(A block of data)
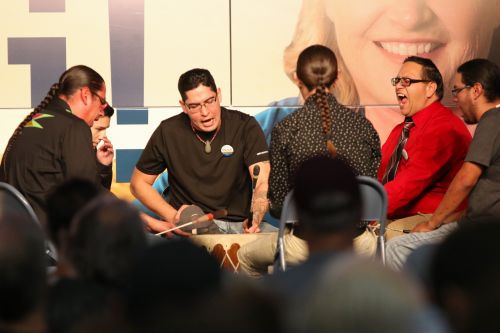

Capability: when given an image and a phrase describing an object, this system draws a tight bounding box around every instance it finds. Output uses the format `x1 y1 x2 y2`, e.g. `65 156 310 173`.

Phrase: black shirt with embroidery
269 94 381 217
0 98 99 223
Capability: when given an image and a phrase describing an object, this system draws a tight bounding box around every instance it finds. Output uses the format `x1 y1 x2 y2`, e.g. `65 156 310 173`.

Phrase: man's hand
141 213 191 238
243 196 269 233
243 219 260 234
96 137 115 165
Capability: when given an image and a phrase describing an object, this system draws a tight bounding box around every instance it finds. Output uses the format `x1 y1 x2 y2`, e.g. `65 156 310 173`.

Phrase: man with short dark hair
378 56 471 229
386 59 500 269
268 156 361 299
131 68 270 235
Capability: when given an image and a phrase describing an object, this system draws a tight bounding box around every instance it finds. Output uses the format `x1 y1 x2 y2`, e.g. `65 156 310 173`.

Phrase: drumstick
155 209 227 236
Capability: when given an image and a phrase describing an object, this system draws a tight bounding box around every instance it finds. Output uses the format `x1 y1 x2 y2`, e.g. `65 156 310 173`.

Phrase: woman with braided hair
0 65 107 224
238 45 381 275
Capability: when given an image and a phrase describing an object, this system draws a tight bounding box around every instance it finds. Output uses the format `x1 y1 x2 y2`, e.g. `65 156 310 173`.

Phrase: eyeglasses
451 84 472 97
184 96 217 112
391 76 431 87
90 90 108 105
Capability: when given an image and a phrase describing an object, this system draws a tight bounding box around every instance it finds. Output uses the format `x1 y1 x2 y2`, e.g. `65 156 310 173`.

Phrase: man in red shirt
378 56 471 229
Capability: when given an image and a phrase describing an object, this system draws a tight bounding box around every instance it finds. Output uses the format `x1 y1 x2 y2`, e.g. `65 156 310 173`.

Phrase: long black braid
2 83 59 160
297 45 338 157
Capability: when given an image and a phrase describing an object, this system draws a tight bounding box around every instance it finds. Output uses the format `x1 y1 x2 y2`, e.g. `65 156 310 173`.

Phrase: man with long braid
238 45 380 277
0 65 112 226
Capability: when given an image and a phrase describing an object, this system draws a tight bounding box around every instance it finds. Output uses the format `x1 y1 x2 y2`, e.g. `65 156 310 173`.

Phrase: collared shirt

#### [WHAT THE TASK REQUIRES]
Could you reproduce all of the material above word for word, leaving the pictures out?

#### [RESPONSE TO THIS EXERCISE]
Capability: when given an image and a phrase describing an object, this system draws a tight bounding box around every instance it finds. Output uses the format `x1 y1 x2 y2`, e.g. `65 156 310 173`.

Phrase: black shirt with embroidery
269 94 381 217
0 98 99 223
Capability: when given an image and a phrase describing an object, this system draws a tight bounding box around every instance it finds. Output uses the format `x1 y1 x2 y2`, e.g. `65 156 310 173`.

Phrase: man's hand
141 213 191 238
243 196 269 233
243 219 260 234
96 137 115 165
Capability: when given an image and a phrase describing an object, this system draws a tight bounding box around every instance it finds. Output uses the format `x1 y1 x2 y2`, e.g. `65 156 310 173`.

Phrase: man with short dark hair
378 56 471 229
386 59 500 269
268 156 361 299
131 68 270 235
Capability: when given an image and a phrase describing an object, this system draws a tight bounding box around every instance it finds. Output uses the format `x1 y1 x2 y2`, e.g. `65 156 310 173`.

Phrase: drumstick
155 209 227 236
Capability: when given an image and a phrase describing an object, this system draws a tight bounding box around every instance it finds. Output uses the format `x1 y1 x2 y2`, e.g. `65 156 310 173`.

Phrase: woman with braided hair
0 65 107 224
238 45 381 275
Capability: when given an image and a phrase describing an object, this system draws a tight bounding box around every instance it finds. Output uses the format `x1 y1 x2 y2`, e.g. `65 156 310 173`.

Phrase: eyeglasses
451 84 472 97
184 96 217 112
391 76 431 87
90 90 108 105
Capability: when given an image and a phrase describing an object, this system draws a tight bounding box around every instance it finds. Output uses the format `x1 y1 x2 y2`, e.g. `65 156 310 173`.

Phrase: man in red shirt
378 56 471 229
Capability: when given an image and a phrase describing an object, this system draws a tight bounding box around every instance it finds. Output uses the format `x1 y1 x2 y2`, e.g. `65 156 310 173`.

Phrase: long black braid
2 83 59 160
297 45 338 157
Capability: when given an image and a phrase describing an object, this system draws a tight bounding box around every instance it finds. Output uses the format `x1 y1 x2 y2`, e.g. `65 156 310 173`.

Phrase: man with long braid
238 45 380 277
0 65 112 226
Capability: when given an image and a phrase describing an object, this system draws a tight bounding box around every instance it finds. Output uses the format `x1 y1 x2 y2`, e.g. `65 156 310 173`.

Phrase: collared shirt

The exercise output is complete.